Collected data entries:
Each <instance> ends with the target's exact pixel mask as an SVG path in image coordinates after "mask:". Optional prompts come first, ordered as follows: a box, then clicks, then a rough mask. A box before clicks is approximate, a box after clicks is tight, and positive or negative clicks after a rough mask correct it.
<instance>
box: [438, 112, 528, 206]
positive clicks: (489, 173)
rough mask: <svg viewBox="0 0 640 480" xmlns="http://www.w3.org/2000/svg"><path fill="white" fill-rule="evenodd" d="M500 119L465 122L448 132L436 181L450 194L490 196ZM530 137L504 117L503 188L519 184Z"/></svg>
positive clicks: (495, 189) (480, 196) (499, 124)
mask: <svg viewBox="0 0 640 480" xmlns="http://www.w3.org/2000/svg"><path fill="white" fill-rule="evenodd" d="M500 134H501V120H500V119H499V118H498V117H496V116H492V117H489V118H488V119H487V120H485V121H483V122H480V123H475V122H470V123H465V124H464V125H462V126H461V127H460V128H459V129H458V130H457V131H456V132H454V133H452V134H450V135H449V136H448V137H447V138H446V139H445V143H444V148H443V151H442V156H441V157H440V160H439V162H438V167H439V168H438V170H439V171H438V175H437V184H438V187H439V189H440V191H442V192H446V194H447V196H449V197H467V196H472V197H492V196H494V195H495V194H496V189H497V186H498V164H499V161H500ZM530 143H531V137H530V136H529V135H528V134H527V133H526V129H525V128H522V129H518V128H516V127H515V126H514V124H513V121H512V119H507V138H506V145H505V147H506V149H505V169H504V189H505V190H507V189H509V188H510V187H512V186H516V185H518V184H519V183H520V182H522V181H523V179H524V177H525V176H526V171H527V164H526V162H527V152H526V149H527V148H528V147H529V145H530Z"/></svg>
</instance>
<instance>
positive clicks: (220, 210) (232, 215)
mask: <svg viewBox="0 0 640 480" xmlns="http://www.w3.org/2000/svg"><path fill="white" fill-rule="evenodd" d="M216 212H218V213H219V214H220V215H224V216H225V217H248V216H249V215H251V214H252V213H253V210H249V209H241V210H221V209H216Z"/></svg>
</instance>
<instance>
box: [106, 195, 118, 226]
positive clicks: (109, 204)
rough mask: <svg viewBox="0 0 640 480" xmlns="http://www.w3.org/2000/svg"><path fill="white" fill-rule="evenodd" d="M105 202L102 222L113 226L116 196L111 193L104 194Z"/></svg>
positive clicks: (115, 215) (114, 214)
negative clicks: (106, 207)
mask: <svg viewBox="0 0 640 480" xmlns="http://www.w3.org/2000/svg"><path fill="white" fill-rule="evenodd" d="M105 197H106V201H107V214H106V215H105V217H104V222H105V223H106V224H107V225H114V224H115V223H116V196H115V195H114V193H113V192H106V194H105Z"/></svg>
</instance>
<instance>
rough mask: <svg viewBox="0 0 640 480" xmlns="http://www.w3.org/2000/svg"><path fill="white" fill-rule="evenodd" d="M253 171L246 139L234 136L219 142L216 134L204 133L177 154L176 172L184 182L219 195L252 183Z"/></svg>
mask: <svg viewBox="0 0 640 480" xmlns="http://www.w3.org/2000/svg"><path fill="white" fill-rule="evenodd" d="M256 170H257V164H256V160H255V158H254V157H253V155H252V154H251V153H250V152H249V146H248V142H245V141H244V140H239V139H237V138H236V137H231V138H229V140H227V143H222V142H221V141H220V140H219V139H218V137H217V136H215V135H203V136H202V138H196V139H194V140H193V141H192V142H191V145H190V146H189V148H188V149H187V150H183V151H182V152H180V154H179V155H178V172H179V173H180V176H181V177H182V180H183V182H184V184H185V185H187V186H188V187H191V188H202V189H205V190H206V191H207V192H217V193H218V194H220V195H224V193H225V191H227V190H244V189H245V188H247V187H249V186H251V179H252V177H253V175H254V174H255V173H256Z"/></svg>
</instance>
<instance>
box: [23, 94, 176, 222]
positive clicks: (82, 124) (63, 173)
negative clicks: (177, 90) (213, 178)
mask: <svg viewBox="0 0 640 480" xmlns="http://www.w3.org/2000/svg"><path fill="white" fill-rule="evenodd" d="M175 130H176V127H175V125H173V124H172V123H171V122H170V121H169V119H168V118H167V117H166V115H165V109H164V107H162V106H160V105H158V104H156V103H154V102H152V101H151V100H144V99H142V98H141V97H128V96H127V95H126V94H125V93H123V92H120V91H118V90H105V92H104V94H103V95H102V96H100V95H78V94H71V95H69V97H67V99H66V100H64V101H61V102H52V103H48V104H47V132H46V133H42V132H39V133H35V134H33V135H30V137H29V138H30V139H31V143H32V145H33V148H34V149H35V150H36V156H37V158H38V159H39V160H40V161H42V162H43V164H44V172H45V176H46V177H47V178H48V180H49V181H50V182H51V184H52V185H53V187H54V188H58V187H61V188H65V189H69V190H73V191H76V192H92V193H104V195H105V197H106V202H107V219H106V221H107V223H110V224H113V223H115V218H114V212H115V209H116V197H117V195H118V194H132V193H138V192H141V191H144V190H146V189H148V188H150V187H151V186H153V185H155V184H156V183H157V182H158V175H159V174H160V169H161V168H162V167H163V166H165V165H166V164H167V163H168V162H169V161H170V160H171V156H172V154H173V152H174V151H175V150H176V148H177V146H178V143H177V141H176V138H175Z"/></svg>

TASK DESCRIPTION: The entries shown above must be restated word for word.

TASK SOLUTION:
Each <instance> ends with the target's exact pixel mask as an SVG path in image coordinates after "mask:". Optional prompts come first, ordered as follows: a box, then clicks, then a rough mask. A box before clicks is approximate, a box after clicks is tight, and positive or negative clicks after a rough mask correct it.
<instance>
box: [438, 112, 528, 206]
positive clicks: (489, 173)
rough mask: <svg viewBox="0 0 640 480" xmlns="http://www.w3.org/2000/svg"><path fill="white" fill-rule="evenodd" d="M500 119L465 122L448 132L436 181L450 194L490 196ZM530 137L504 117L503 188L519 184Z"/></svg>
positive clicks: (495, 189) (480, 196) (499, 124)
mask: <svg viewBox="0 0 640 480" xmlns="http://www.w3.org/2000/svg"><path fill="white" fill-rule="evenodd" d="M500 134H501V120H500V119H499V118H498V117H496V116H492V117H489V118H488V119H487V120H485V121H483V122H480V123H475V122H470V123H465V124H464V125H462V126H461V127H460V128H459V129H458V130H457V131H456V132H454V133H452V134H450V135H449V136H448V137H447V138H446V139H445V143H444V148H443V151H442V156H441V157H440V160H439V162H438V167H439V168H438V170H439V171H438V175H437V184H438V187H439V189H440V191H442V192H446V194H447V196H449V197H467V196H472V197H492V196H494V195H495V194H496V189H497V186H498V164H499V161H500ZM530 143H531V137H530V136H529V135H528V134H527V133H526V129H525V128H522V129H518V128H516V127H515V126H514V124H513V121H512V119H507V138H506V145H505V147H506V149H505V169H504V189H505V190H507V189H509V188H510V187H512V186H516V185H518V184H519V183H520V182H522V181H523V179H524V177H525V176H526V171H527V164H526V162H527V152H526V149H527V148H528V147H529V145H530Z"/></svg>
</instance>
<instance>
positive clicks: (220, 210) (232, 215)
mask: <svg viewBox="0 0 640 480" xmlns="http://www.w3.org/2000/svg"><path fill="white" fill-rule="evenodd" d="M216 212H218V213H219V214H220V215H224V216H225V217H248V216H249V215H251V214H252V213H253V210H249V209H241V210H221V209H216Z"/></svg>
</instance>
<instance>
box: [106, 195, 118, 226]
positive clicks: (109, 204)
rough mask: <svg viewBox="0 0 640 480" xmlns="http://www.w3.org/2000/svg"><path fill="white" fill-rule="evenodd" d="M105 202L102 222L113 226L116 196L111 193L104 194Z"/></svg>
positive clicks: (115, 215) (114, 214)
negative clicks: (106, 207)
mask: <svg viewBox="0 0 640 480" xmlns="http://www.w3.org/2000/svg"><path fill="white" fill-rule="evenodd" d="M105 197H106V201H107V214H106V215H105V217H104V222H105V223H106V224H107V225H114V224H115V223H116V196H115V195H114V193H113V192H106V194H105Z"/></svg>
</instance>
<instance>
rough mask: <svg viewBox="0 0 640 480" xmlns="http://www.w3.org/2000/svg"><path fill="white" fill-rule="evenodd" d="M253 171L246 139L234 136L219 142L216 134L204 133L177 154L176 172L184 182L219 195L252 183Z"/></svg>
mask: <svg viewBox="0 0 640 480" xmlns="http://www.w3.org/2000/svg"><path fill="white" fill-rule="evenodd" d="M256 170H257V164H256V160H255V158H254V157H253V155H252V154H251V153H250V152H249V146H248V142H245V141H244V140H239V139H237V138H236V137H231V138H229V140H227V143H222V142H221V141H220V140H219V139H218V137H217V136H215V135H203V136H202V138H196V139H194V140H193V141H192V142H191V145H190V146H189V148H188V149H187V150H183V151H182V152H180V154H179V155H178V172H179V173H180V176H181V177H182V180H183V182H184V184H185V185H187V186H188V187H191V188H202V189H205V190H206V191H207V192H217V193H218V194H220V195H224V193H225V191H227V190H244V189H245V188H247V187H249V186H251V179H252V177H253V175H254V174H255V173H256Z"/></svg>
</instance>
<instance>
box: [23, 94, 176, 222]
positive clicks: (82, 124) (63, 173)
negative clicks: (177, 90) (213, 178)
mask: <svg viewBox="0 0 640 480" xmlns="http://www.w3.org/2000/svg"><path fill="white" fill-rule="evenodd" d="M175 130H176V127H175V125H173V124H172V123H171V122H170V121H169V119H168V118H167V117H166V115H165V109H164V107H162V106H160V105H158V104H156V103H154V102H152V101H151V100H144V99H142V98H141V97H128V96H127V95H126V94H125V93H123V92H120V91H118V90H105V92H104V94H103V95H102V96H100V95H78V94H71V95H69V97H67V99H66V100H64V101H61V102H52V103H48V104H47V132H46V133H42V132H39V133H35V134H33V135H30V137H29V138H30V139H31V143H32V145H33V148H34V149H35V150H36V156H37V158H38V159H39V160H40V161H42V162H43V164H44V172H45V176H46V177H47V178H48V180H49V181H50V182H51V184H52V185H53V187H54V188H58V187H61V188H65V189H69V190H73V191H76V192H92V193H104V195H105V197H106V202H107V219H106V221H107V223H110V224H113V223H115V218H114V212H115V209H116V197H117V195H118V194H132V193H138V192H141V191H144V190H146V189H148V188H150V187H151V186H153V185H155V184H156V183H157V182H158V175H159V174H160V169H161V168H162V167H163V166H165V165H166V164H167V163H168V162H169V161H170V160H171V156H172V154H173V152H174V151H175V150H176V148H177V146H178V143H177V141H176V138H175Z"/></svg>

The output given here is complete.